• What the task requires: Please carry on the September 2019 thoughts blog post after its last line, keeping its first-person voice.

• Page text:
########

Tag Thoughts

Posts: 5

September 2019 Thoughts

My posting activity has started to drop off again. This is partly due to a large workload and traveling schedule. I'm enjoying my work immensely but my blog is neglected as a result. A few weeks ago I even considered shutting this blog down because I feel like I'm like an "old man shouting at clouds."

I've come to realize that my skills are not in coding but in communication.

I know that many people find value in my old RapidMiner tutorials and videos but my heart isn't in making any new ones. My YouTube channel is also neglected partly because I work for H2O.ai now and because there's so much free content on Machine Learning and Data Science out there now. I think that's awesome.

There's never been a greater time to get into Data Science and Machine Learning than ever before. There are so many 'rock star' programmers, Kagglers, and technologists out there now. You can't NOT be amazed how fast the 'AI' space is changing, for better or for worse. I consider myself lucky to have joined near ground zero and love the fact that I'm a part of it now.


I've come to realize that my skills are not in coding but in communication. Sure I code stuff, mostly to make my life easier and automating the boring stuff (great book BTW), but my expertise is best used elsewhere. Sometimes I don't even know what this means but I feel alive when I talk to prospects or customers and help them go from a 'zero level AI person' to applying 'AI' to their problems and help solve them. I seem to be good at connecting the dots, and using tactics and strategies to solve problems. I think that's the Engineer in me.

Someone scrawled on a wall "Be the Bodhisattva you seek."

I've also become more politically aware and active over the past few years. The reason? Trump. I won't devolve into a right vs left discussions here as I find them useless BUT I've always been an environmentalist. This current administration has attacked so many people and groups because of their color of skin, who they love or identify as, and religion. There are so many fights to fight and mine is the environment.

Our entire planet is under assault from climate change, habitat loss, extinction and pollution. All in name of money. Yet I've blogged about trading and investing. I've blogged about making money. Am I as complicit as credit card companies that approve gun transactions to a future school shooter?

While technically I'm not cutting down trees or killing baby seals, my recommendations, actions, and investments might support doing just that.

Am I part of the problem? Yes, I believe so.

########

• Data records:
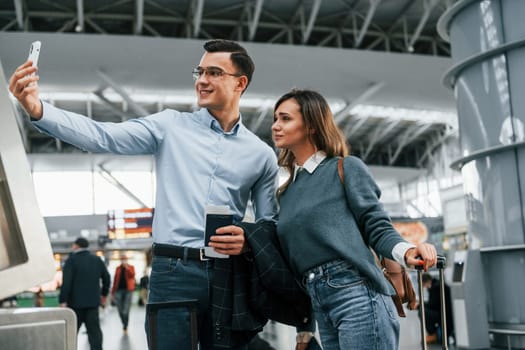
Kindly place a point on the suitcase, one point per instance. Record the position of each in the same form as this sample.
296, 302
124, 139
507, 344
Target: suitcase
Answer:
441, 264
152, 310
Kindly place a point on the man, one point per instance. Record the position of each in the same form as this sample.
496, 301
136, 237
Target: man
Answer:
85, 286
203, 158
122, 290
433, 309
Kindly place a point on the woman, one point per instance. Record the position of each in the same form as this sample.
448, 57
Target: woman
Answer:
323, 224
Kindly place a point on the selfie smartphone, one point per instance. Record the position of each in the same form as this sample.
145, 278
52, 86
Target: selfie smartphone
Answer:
216, 216
34, 52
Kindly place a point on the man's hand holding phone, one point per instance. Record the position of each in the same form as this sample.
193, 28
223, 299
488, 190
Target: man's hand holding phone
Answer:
228, 240
222, 238
23, 83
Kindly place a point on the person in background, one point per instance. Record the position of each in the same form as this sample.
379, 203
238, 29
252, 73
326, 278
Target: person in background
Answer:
325, 229
433, 309
206, 157
143, 292
85, 287
122, 290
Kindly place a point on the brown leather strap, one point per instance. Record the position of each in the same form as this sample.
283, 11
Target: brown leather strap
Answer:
341, 171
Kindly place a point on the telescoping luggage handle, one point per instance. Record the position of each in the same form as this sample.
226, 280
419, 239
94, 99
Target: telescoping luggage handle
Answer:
441, 264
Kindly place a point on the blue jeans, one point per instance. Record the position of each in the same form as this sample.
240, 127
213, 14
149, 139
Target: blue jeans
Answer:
177, 279
123, 301
349, 313
89, 316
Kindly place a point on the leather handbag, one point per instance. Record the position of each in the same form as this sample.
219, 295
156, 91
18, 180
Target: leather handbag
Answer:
393, 271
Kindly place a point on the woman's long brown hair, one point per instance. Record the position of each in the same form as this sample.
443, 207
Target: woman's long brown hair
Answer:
317, 116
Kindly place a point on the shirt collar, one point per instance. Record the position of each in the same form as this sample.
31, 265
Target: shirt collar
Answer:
311, 163
209, 120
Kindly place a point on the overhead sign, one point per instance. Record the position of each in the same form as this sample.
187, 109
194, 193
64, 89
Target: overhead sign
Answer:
130, 223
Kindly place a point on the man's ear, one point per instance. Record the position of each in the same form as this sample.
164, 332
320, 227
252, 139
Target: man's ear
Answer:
242, 83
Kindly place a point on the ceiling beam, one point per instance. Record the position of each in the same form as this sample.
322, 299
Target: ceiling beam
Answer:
80, 16
19, 10
139, 17
255, 19
311, 20
123, 116
106, 174
408, 137
428, 6
368, 20
365, 95
139, 110
197, 17
380, 132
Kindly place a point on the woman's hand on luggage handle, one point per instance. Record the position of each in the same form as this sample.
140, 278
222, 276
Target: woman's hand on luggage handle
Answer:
424, 254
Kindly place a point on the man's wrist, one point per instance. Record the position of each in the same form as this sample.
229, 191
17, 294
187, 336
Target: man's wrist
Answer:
303, 337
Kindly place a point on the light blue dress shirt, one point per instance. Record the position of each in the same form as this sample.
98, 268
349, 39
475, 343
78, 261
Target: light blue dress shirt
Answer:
197, 164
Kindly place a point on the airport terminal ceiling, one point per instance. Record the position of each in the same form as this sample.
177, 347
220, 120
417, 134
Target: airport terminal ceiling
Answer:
379, 62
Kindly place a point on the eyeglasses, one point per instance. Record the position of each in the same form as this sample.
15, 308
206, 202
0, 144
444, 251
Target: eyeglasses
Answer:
212, 72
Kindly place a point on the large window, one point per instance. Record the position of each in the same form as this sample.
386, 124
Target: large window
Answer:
86, 193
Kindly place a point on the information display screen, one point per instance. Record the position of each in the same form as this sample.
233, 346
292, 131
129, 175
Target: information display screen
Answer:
130, 223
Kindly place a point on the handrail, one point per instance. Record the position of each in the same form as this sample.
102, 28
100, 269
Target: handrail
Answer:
509, 333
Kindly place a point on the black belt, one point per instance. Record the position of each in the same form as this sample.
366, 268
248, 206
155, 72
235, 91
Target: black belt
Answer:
174, 251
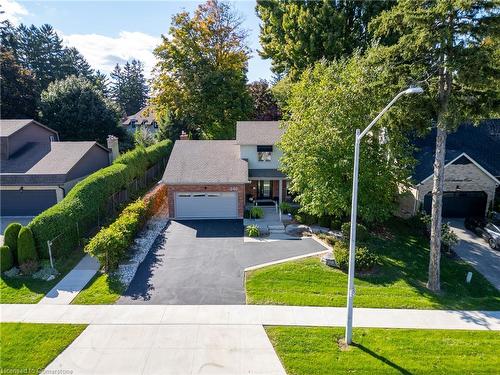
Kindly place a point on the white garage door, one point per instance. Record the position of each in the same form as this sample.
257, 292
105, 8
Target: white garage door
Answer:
206, 205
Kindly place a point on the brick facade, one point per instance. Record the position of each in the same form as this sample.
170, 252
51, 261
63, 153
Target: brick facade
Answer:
468, 177
172, 189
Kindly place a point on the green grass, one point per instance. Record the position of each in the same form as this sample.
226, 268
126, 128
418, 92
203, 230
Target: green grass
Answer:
399, 281
29, 290
29, 348
101, 290
309, 351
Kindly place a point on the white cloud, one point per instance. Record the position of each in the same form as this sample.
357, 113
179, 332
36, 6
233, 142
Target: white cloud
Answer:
104, 52
13, 11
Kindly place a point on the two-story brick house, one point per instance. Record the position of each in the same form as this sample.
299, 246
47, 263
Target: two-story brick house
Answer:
214, 179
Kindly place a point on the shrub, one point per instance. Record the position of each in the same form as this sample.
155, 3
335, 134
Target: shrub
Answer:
335, 224
26, 250
90, 196
253, 231
6, 258
324, 221
256, 212
286, 207
10, 238
110, 244
361, 231
365, 259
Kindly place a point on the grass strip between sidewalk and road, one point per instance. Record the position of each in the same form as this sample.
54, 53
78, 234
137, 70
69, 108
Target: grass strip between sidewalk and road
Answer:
102, 289
27, 348
315, 351
398, 282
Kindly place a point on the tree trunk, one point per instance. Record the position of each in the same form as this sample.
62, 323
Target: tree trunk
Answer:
437, 204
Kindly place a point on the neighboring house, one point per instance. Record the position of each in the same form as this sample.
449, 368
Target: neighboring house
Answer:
144, 119
472, 172
37, 171
214, 179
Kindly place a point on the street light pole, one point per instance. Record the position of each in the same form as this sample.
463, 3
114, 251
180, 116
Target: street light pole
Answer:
354, 208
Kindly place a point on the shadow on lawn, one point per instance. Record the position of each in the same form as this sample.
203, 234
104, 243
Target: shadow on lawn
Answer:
381, 358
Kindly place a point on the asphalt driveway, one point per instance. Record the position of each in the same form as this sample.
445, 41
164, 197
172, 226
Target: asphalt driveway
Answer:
474, 250
196, 262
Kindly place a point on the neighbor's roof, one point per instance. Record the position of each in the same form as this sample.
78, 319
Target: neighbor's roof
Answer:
42, 162
258, 132
481, 143
205, 162
9, 127
146, 114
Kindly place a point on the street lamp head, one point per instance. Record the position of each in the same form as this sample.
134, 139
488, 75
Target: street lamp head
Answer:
414, 90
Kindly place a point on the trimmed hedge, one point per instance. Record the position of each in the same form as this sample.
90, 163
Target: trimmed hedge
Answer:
26, 250
83, 202
10, 238
110, 244
6, 258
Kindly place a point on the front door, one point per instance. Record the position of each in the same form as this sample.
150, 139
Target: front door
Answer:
265, 189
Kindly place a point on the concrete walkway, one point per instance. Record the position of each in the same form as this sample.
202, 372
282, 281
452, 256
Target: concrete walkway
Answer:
475, 251
170, 349
249, 314
66, 290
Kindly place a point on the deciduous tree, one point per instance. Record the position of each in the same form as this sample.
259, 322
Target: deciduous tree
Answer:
451, 49
200, 77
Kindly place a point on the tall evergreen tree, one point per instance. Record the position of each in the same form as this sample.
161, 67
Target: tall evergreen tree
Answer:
296, 34
201, 72
449, 47
128, 87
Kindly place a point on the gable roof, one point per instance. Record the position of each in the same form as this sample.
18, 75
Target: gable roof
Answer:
10, 127
205, 162
481, 144
39, 162
258, 132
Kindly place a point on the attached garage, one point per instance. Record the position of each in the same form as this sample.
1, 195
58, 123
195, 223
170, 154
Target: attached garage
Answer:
26, 202
201, 205
460, 204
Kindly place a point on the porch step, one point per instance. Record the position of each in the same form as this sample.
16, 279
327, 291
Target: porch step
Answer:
280, 228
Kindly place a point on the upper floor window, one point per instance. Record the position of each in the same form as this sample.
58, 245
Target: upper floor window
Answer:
264, 153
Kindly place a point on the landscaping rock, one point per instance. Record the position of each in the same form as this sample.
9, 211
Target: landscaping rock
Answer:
297, 229
329, 260
46, 273
13, 272
142, 244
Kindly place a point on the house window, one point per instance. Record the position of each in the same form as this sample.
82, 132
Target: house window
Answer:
264, 153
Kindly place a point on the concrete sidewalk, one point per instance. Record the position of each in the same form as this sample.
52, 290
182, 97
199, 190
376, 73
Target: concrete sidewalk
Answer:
170, 349
66, 290
249, 314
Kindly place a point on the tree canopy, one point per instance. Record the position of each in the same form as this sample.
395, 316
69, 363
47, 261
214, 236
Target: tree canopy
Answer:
296, 34
325, 106
77, 110
128, 86
200, 76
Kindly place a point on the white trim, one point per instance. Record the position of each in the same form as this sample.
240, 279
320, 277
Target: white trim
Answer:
473, 162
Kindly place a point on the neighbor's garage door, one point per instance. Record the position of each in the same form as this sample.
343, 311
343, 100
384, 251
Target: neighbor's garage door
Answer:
213, 205
460, 203
26, 202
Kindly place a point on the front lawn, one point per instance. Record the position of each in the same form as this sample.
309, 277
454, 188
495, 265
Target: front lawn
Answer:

########

• Response to the exercise:
Many years ago I took a course in world religions. I was most enamored with Buddhism, not in the classical sense but more of the Zen version. I learned about Bodhisattvas and how they chose to "out of compassion, forgo[sic] nirvana in order to save others." Granted, I'm an atheist but I found Bodhisattvas interesting. Then I read a piece of graffiti that made me question everything. Someone scrawled on a wall "Be the Bodhisattva you seek."

I can spend hours in flame wars with people on Facebook or Twitter about climate change and not change anyone's position. I've realized that relating and compassion is much more powerful that attacking someone's position.

I think I can help shape the dialogue in a healthy and sustainable way.

Everyone wants to drink clean water, breath fresh air, and eat healthy food. It doesn't matter what your political leanings are, I think this is a universal fact. However, if you tie this to work and jobs, then things get interesting. Let me give you an example:

"I don't care about some endangered animal, I have my family to feed"

"Climate change is fake news because China wants us to be less competitive and you'll lose jobs"

"The wind isn't blowing tonight, so you can't watch TV"

"There's so many job killing regulations"

Take your pick or make your own, there's hundreds of these divisive messages out there. Why? Because of money.

As a former Civil Engineer, I can design water and wastewater plants. I've designed groundwater recharge systems and wetlands. I fully understand how humans impact the land, sea, and air AND I think I can help stop this onslaught. Armed with Data Science and AI, I think I can make an impact. I think I can help shape the dialogue in a healthy and sustainable way.

What does this mean for the blog? I don't know yet but I want to become the Bodhisattva I'm seeking.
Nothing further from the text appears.